WHAT IS REQUIRED: Your response should consist solely of the records, written out exactly.

[Data entries]
▬▬▬▬▬▬▬▬▬▬
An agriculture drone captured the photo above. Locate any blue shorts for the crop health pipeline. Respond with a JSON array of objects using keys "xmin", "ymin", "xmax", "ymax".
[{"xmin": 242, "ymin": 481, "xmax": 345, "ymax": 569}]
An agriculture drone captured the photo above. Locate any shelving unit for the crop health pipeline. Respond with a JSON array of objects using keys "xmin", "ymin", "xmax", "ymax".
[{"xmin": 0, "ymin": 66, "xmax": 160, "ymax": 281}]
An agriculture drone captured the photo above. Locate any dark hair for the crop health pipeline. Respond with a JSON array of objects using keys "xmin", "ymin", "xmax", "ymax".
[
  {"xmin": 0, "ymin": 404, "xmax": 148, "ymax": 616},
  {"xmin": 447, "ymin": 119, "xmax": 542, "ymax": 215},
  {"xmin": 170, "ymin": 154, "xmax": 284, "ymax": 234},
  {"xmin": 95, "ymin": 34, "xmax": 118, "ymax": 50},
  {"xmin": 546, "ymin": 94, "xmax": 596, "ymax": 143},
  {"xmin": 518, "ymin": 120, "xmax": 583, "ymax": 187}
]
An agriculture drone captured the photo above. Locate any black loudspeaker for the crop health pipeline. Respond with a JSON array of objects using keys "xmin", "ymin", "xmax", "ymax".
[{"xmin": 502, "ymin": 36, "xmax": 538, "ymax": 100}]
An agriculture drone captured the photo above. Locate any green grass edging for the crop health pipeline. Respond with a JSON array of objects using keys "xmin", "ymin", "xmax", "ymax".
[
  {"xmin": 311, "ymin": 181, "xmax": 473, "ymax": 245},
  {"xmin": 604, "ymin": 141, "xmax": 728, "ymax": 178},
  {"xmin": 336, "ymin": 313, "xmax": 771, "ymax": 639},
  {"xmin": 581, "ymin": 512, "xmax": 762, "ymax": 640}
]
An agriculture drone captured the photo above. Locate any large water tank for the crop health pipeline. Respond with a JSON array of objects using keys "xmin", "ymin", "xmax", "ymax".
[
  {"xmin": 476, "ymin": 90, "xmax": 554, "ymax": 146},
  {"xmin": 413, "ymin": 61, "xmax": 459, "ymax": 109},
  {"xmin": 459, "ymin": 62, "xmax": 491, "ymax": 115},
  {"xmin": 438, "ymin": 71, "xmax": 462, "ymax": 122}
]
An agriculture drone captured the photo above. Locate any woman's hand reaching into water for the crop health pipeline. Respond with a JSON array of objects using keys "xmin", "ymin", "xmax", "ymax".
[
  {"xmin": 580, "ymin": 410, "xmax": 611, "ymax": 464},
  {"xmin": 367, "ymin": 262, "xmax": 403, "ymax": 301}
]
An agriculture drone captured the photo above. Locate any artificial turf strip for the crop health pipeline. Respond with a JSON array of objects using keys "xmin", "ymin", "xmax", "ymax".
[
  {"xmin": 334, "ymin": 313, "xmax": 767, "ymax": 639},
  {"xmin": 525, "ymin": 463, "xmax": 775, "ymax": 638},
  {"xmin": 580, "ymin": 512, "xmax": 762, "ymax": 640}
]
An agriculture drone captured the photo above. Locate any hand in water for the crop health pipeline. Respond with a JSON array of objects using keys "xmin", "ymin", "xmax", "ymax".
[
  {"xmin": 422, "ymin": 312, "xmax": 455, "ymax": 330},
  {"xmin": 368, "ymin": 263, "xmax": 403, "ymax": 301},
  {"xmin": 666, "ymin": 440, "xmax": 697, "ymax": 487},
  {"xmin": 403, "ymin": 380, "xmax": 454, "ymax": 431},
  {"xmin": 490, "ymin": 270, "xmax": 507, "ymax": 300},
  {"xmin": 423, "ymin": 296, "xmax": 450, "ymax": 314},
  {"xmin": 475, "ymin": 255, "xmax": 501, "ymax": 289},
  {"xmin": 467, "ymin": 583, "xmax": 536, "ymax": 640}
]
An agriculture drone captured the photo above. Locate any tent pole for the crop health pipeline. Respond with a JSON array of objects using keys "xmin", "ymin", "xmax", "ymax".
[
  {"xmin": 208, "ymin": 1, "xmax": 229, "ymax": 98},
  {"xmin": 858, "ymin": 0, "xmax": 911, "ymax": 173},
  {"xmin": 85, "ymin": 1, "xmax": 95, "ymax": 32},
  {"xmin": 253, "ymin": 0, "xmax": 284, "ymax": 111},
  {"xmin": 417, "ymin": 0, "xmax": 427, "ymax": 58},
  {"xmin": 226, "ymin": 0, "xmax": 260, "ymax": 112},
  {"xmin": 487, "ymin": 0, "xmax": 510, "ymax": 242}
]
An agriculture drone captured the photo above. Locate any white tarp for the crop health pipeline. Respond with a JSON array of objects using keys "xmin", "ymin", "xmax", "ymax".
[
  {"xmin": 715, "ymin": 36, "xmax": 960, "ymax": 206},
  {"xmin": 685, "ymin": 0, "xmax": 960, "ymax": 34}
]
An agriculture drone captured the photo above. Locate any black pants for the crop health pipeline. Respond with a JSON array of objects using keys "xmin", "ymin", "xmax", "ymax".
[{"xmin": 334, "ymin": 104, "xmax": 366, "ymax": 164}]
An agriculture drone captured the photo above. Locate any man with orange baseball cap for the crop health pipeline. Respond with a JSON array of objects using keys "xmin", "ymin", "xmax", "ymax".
▬▬▬▬▬▬▬▬▬▬
RESULT:
An agriculture drone captured the photo above. Locate any blue shorts for the crop health pipeline. Respond with a JSON array of objects using keys "xmin", "ymin", "xmax", "ymax".
[{"xmin": 242, "ymin": 481, "xmax": 345, "ymax": 569}]
An agriculture drone captured the photo above. Locate any shelving unit for the crop health pipeline. Respond with a JSON array of objects using keys "xmin", "ymin", "xmax", "ymax".
[{"xmin": 0, "ymin": 66, "xmax": 160, "ymax": 281}]
An agriculture drone captured the photo above. Locate any dark hair for the crop health pipeline. Respond with a JSON array of objects using keys "xmin", "ymin", "xmax", "ymax".
[
  {"xmin": 0, "ymin": 404, "xmax": 148, "ymax": 616},
  {"xmin": 447, "ymin": 119, "xmax": 542, "ymax": 215},
  {"xmin": 170, "ymin": 154, "xmax": 284, "ymax": 234},
  {"xmin": 95, "ymin": 34, "xmax": 118, "ymax": 50},
  {"xmin": 546, "ymin": 94, "xmax": 596, "ymax": 143},
  {"xmin": 518, "ymin": 120, "xmax": 583, "ymax": 187}
]
An agriculture drone captured the photo above. Locate any black loudspeaker for the crop health pipeline. Respond with a JSON array of objects using keys "xmin", "ymin", "xmax", "ymax".
[{"xmin": 502, "ymin": 36, "xmax": 538, "ymax": 100}]
An agriculture drone captured the photo above. Locate any green grass edging for the crop health pipeline. Respond with a JSON array of objects using keys "xmin", "ymin", "xmax", "ymax".
[
  {"xmin": 311, "ymin": 181, "xmax": 473, "ymax": 245},
  {"xmin": 604, "ymin": 141, "xmax": 728, "ymax": 178},
  {"xmin": 336, "ymin": 313, "xmax": 771, "ymax": 639},
  {"xmin": 581, "ymin": 512, "xmax": 762, "ymax": 640}
]
An agriculture drone captured the photo above. Locate any large water tank for the crop health pipeline. Respond with a JSON array of objects using keys "xmin", "ymin", "xmax", "ymax".
[
  {"xmin": 476, "ymin": 90, "xmax": 554, "ymax": 146},
  {"xmin": 413, "ymin": 61, "xmax": 459, "ymax": 109},
  {"xmin": 459, "ymin": 62, "xmax": 491, "ymax": 115},
  {"xmin": 438, "ymin": 71, "xmax": 462, "ymax": 122}
]
An agriculture drone captured the photo above. Locate any woman's hand reaching into water for the crop health pipeline. Respond with a JSON array of objects using keys "xmin", "ymin", "xmax", "ymax".
[
  {"xmin": 580, "ymin": 410, "xmax": 611, "ymax": 464},
  {"xmin": 367, "ymin": 262, "xmax": 403, "ymax": 301}
]
An agriculture drone captured the photo above. Locate any artificial turf strip for the crop health pipeline. Respond with a JSON array of objects using keys "xmin", "ymin", "xmax", "ymax".
[
  {"xmin": 334, "ymin": 313, "xmax": 767, "ymax": 639},
  {"xmin": 525, "ymin": 463, "xmax": 775, "ymax": 638},
  {"xmin": 580, "ymin": 512, "xmax": 762, "ymax": 640}
]
An agriculture drone captured the photo above. Locate any hand in water for the crop health pipeline. Respond with a JSON array of objects using keys "xmin", "ymin", "xmax", "ymax".
[
  {"xmin": 422, "ymin": 312, "xmax": 455, "ymax": 330},
  {"xmin": 368, "ymin": 263, "xmax": 403, "ymax": 301},
  {"xmin": 666, "ymin": 440, "xmax": 697, "ymax": 487},
  {"xmin": 403, "ymin": 380, "xmax": 454, "ymax": 431},
  {"xmin": 490, "ymin": 270, "xmax": 507, "ymax": 300},
  {"xmin": 423, "ymin": 296, "xmax": 450, "ymax": 314},
  {"xmin": 475, "ymin": 255, "xmax": 501, "ymax": 289},
  {"xmin": 467, "ymin": 583, "xmax": 536, "ymax": 640}
]
An agriculture drone captured the photo above. Locate any tent pole for the crop health pipeline. Respond with a JSON array of objects using keys "xmin", "ymin", "xmax", "ymax".
[
  {"xmin": 208, "ymin": 1, "xmax": 229, "ymax": 98},
  {"xmin": 858, "ymin": 0, "xmax": 911, "ymax": 173},
  {"xmin": 85, "ymin": 1, "xmax": 95, "ymax": 32},
  {"xmin": 253, "ymin": 0, "xmax": 284, "ymax": 111},
  {"xmin": 417, "ymin": 0, "xmax": 427, "ymax": 58},
  {"xmin": 226, "ymin": 0, "xmax": 260, "ymax": 112},
  {"xmin": 487, "ymin": 0, "xmax": 510, "ymax": 242}
]
An agriculture drone captured the photo above. Locate any white tarp for the crop health pipeline. Respond with a JSON array of objects using keys "xmin", "ymin", "xmax", "ymax".
[
  {"xmin": 715, "ymin": 36, "xmax": 960, "ymax": 206},
  {"xmin": 685, "ymin": 0, "xmax": 960, "ymax": 34}
]
An agriculture drone captured the photo above. Locate any black pants for the crop health pipeline. Respond with a JSON array of objects using keys "xmin", "ymin", "xmax", "ymax".
[{"xmin": 334, "ymin": 104, "xmax": 366, "ymax": 164}]
An agriculture drone captured the photo above. Locate any man with orange baseball cap for the crop health pipeline. Respond with a JSON array of objects using keys "xmin", "ymin", "xmax", "ymax".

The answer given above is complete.